Helmut Lehr
Apotheker gelten im steuerlichen Sinne als Gewerbetreibende und müssen deshalb Gewerbesteuer entrichten. Dies wird zum Teil als nicht besonders nachteilig empfunden, weil die Gewerbesteuer auf die zu zahlende Einkommensteuer angerechnet werden kann und sich deshalb unterm Strich „neutral“ verhält. Die Steuerneutralität der Gewerbesteuer ist allerdings nur Theorie – in der Praxis ergeben sich trotz der Anrechnungsmöglichkeit immer wieder endgültige Belastungen. Das hängt nicht zuletzt damit zusammen, dass die Finanzverwaltung die gesetzlich vorgegebenen „Anrechnungsformeln“ fiskalisch und damit teils zulasten der Steuerpflichtigen auslegt.
Die Anrechnungsmethode im Einzelnen
Nach §35 Einkommensteuergesetz vermindert sich die tarifliche Einkommensteuer, soweit sie anteilig auf im zu versteuernden Einkommen enthaltene gewerbliche Einkünfte entfällt (Ermäßigungshöchstbetrag), um das 3,8-fache des jeweils für den Veranlagungszeitraum festgesetzten Gewerbesteuermessbetrags. Dieser ermittelt sich aus dem Gewerbeertrag (= ggf. modifizierter Gewinn, abzüglich eines Freibetrags von 24.500€), multipliziert mit der sogenannten Steuermesszahl (3,5%).
Die zuständige Gemeinde ermittelt die Gewerbesteuer nach einem „individuell“ festgelegten Hebesatz, sodass sich die tatsächliche Gewerbesteuer durch Multiplikation des Steuermessbetrags mit dem jeweiligen Hebesatz der Gemeinde ergibt.
Hinweis: Da sich die tarifliche Einkommensteuer (maximal) um das 3,8-fache des Gewerbeertrags mindert, kann zunächst einmal grundsätzlich davon ausgegangen werden, dass die Gewerbesteuerbelastung bei einem Hebesatz von maximal 380% durch die Anrechnung auf die Einkommensteuer ausgeglichen wird. Weil die Anrechnung der Gewerbesteuer auch noch Entlastungswirkung beim Solidaritätszuschlag entfaltet, dessen Berechnung ja an die Einkommensteuer gekoppelt ist, kann selbst bei Hebesätzen bis annähernd 400% regelmäßig noch eine vollständige Entlastung von der Gewerbesteuer erreicht werden.

________________________

> AUFGABE 1
Schreibe im Text zur Gewerbesteuer alles von „Die zuständige Gemeinde“ bis hinunter zu „der Gemeinde ergibt.“ neu und setze dabei „Kommune“ an die Stelle von „Gemeinde“.
> AUFGABE 2
Wie geht der Text zur Gewerbesteuer nach seinem letzten Satz weiter? Schreibe den nächsten Abschnitt.

________________________

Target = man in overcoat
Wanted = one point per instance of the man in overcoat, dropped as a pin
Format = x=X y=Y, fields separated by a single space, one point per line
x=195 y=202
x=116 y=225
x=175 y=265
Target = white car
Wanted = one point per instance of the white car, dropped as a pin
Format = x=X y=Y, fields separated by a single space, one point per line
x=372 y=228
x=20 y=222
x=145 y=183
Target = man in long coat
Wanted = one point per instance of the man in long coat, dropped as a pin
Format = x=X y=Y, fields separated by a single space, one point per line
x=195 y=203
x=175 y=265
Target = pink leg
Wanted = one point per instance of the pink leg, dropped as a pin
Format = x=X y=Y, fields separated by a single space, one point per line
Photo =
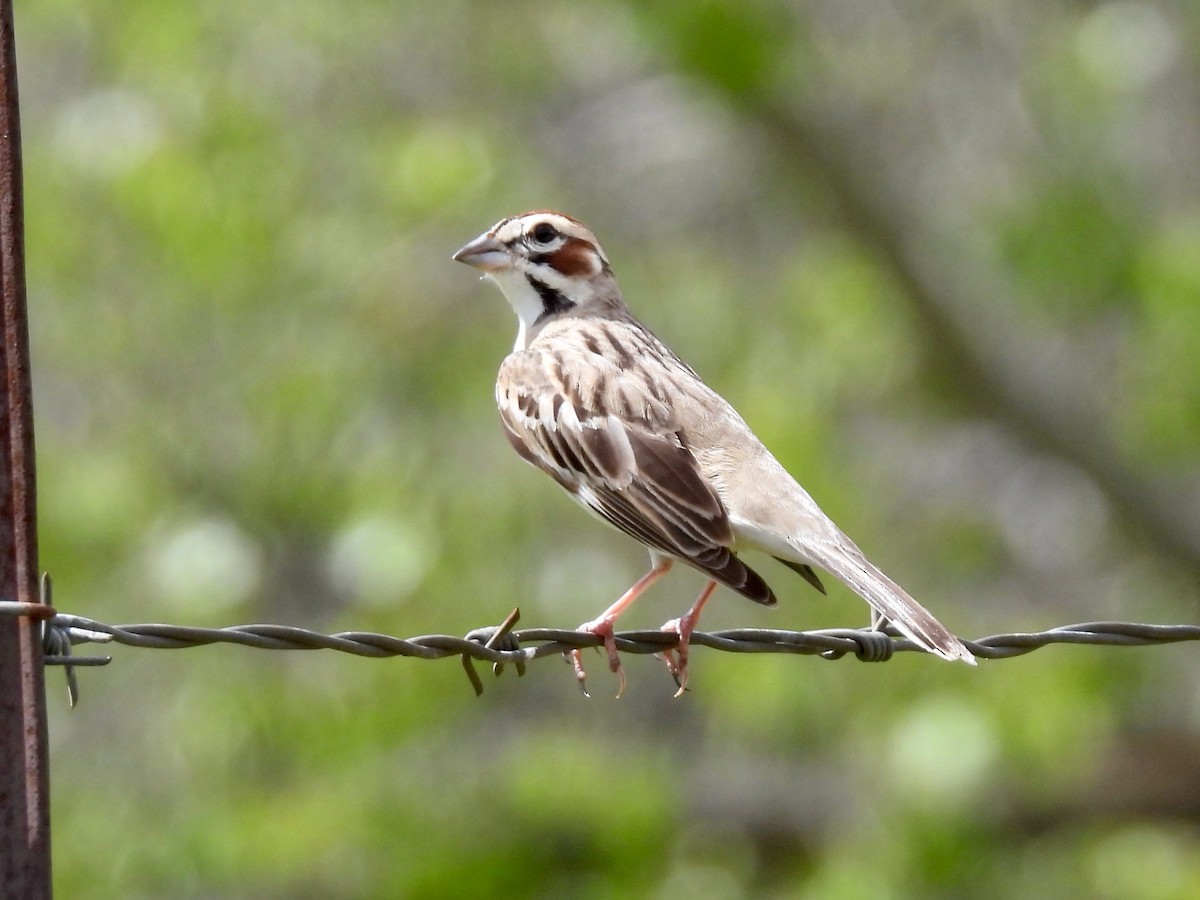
x=601 y=625
x=683 y=627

________________________

> ANTWORT 1
Die zuständige Kommune ermittelt die Gewerbesteuer nach einem „individuell“ festgelegten Hebesatz, sodass sich die tatsächliche Gewerbesteuer durch Multiplikation des Steuermessbetrags mit dem jeweiligen Hebesatz der Kommune ergibt.

> ANTWORT 2
Verluste sind „gefährlich“
Leider ist die Berechnung des Ermäßigungshöchstbetrags zum Teil recht kompliziert, insbesondere, wenn aus anderen Einkunftsquellen Verluste entstanden sind.
Beispiel (vereinfachte Darstellung): Apothekerin Seibold erzielte im Jahr 2014 einen gewerblichen Gewinn aus ihrer Apotheke in Höhe von 130.000€. Zudem verzeichnete sie aus einem Mietobjekt Verluste in Höhe von 60.000€. Ihr Ehemann erwirtschaftete mit seinem vermieteten Mehrfamilienhaus einen Überschuss von 80.000€. Die Einkommensteuer beträgt vor Berücksichtigung der Ermäßigung für gezahlte Gewerbesteuer 40.000€.
Der Höchstbetrag der Einkommensteuerermäßigung (Ermäßigungshöchstbetrag) berechnet sich gemäß den Vorgaben des Gesetzes nach folgender Formel: Summe der positiven gewerblichen Einkünfte geteilt durch die Summe aller positiven Einkünfte mal tarifliche Einkommensteuer.
Nach Ansicht der Finanzverwaltung sind allerdings jeweils nur die positiven Einkünfte aus der jeweiligen Einkunftsquelle zu berücksichtigen; eine Saldierung von positiven und negativen Einkunftsquellen innerhalb einer Einkunftsart soll nicht möglich sein.
Man kann jedoch auch die Auffassung vertreten, dass im Nenner der Formel keine quellenbezogene Beurteilung zu erfolgen hat, sondern die Einkünfte aus allen Einkunftsarten in der Summe zu berücksichtigen sind, sofern diese jeweils positiv ist.
Die Berechnungen (siehe unten) zeigen, dass sich der Ermäßigungshöchstbetrag durch Saldierung der Einkünfte aus Vermietung und Verpachtung (in der Summe: +20.000€) um immerhin rund 10.000€ (34.666€ – 24.761€) erhöht!
Hinweis: Nach Ansicht des Finanzgerichts Münster1) ist die im Beispiel für den Steuerpflichtigen günstigere Berechnungsweise zutreffend. Die Finanzverwaltung hat gegen die Entscheidung Revision eingelegt2). Weil die Rechtslage insoweit unsicher ist, sollte in geeigneten Fällen Einspruch eingelegt und ein Ruhen des Verfahrens bis zur Entscheidung durch den Bundesfinanzhof beantragt werden.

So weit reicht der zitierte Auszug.